→ Requirement 1
According to the piece on Sri Lanka's parliament, who did the parliament elect as Opposition Leader?

:::

By Gamini Jayaweera –
In the Sri Lankan General Election on 17 August 2015, the United National Party won the highest number of seats in the Sri Lanka Parliament but they failed to get the overall majority to rule the country. The leader of the second largest party, UPFA decided to form a coalition government with the UNP to govern the country for the next five years. The Central Committee of the SLFP ratified the proposal forwarded by its leader to join the coalition government, hence the so called “National Government” mainly consist of MPs from UNFGG & SLFP was established after the election under the premiership of the UNP leader, Mr. Ranil Wickremesinghe.
As per the constitution of Sri Lanka, the Opposition Leader is elected from the party which has got the largest number of seats in the opposition. Accordingly the parliament has elected the Leader of the Tamil National Alliance party, Mr.R. Sampanthan as the Opposition Leader of the new parliament. Mainly the government is represented by the coalition led by two major parties, UNFGG & UPFA and the Opposition is represented by mainly TNA and JVP. This is how the parliamentary democracy works in practice and the process has been accepted by the civilised societies in all over the world. If so, what is this so called “Joint Opposition” formed by some members from one of the parties in the coalition government in the Sri Lankan parliament? Has it been given any legitimacy to function in the parliament under the banner of “Joint Opposition”? Do these MPs represent UPFA or any other “invisible” party which is known to themselves only?
It appears that the minority partners of the UPFA, namely MEP, NFF, DLF, and PHU together with some SLFP members of parliament who supported the former President Mr. Mahinda Rajapaksa in the general election to become the Prime Minister, have formed an informal group to oppose the Coalition Government because it is led by Mr. Ranil Wickremesinghe, the leader of the UNP. The irony is that the members of the so called “Joint Opposition” are still members of the coalition government’s parliamentary group (UPFA & UNFGG), but behave inside and outside the parliament as a “separate party”. It has been reported by some of the members of the “Joint Opposition” that the leader of the UPFA, President Maithripala Sirisena has granted permission for the rebel MPs of the governing coalition to sit in the opposition and carry out their parliamentary affairs as members of the “opposition”. If this is true, there is no doubt that we have become the laughing stock of the civilised world because the ruling party members cannot represent the official opposition in the parliament unless they resign from the governing party and sit in the opposite side of the chambers. This is traditionally known as “Crossing the floor” which means the changing allegiance. The naked truth of the matter is that there is only one official “Joint Opposition” in a parliament and that that is the combination of all parties in the opposition which have been accepted and approved by the parliament.

:::

→ Requirement 2
Rewrite each of the rows below, replacing "set down one marker" with "place a single point" and keeping everything else the same.

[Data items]
:::

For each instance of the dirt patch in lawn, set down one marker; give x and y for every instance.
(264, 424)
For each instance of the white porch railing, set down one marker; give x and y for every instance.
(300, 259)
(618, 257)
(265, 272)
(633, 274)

:::

→ Complete answer 1
Mr. R. Sampanthan, leader of the Tamil National Alliance.

→ Complete answer 2
For each instance of the dirt patch in lawn, place a single point; give x and y for every instance.
(264, 424)
For each instance of the white porch railing, place a single point; give x and y for every instance.
(300, 259)
(618, 257)
(265, 272)
(633, 274)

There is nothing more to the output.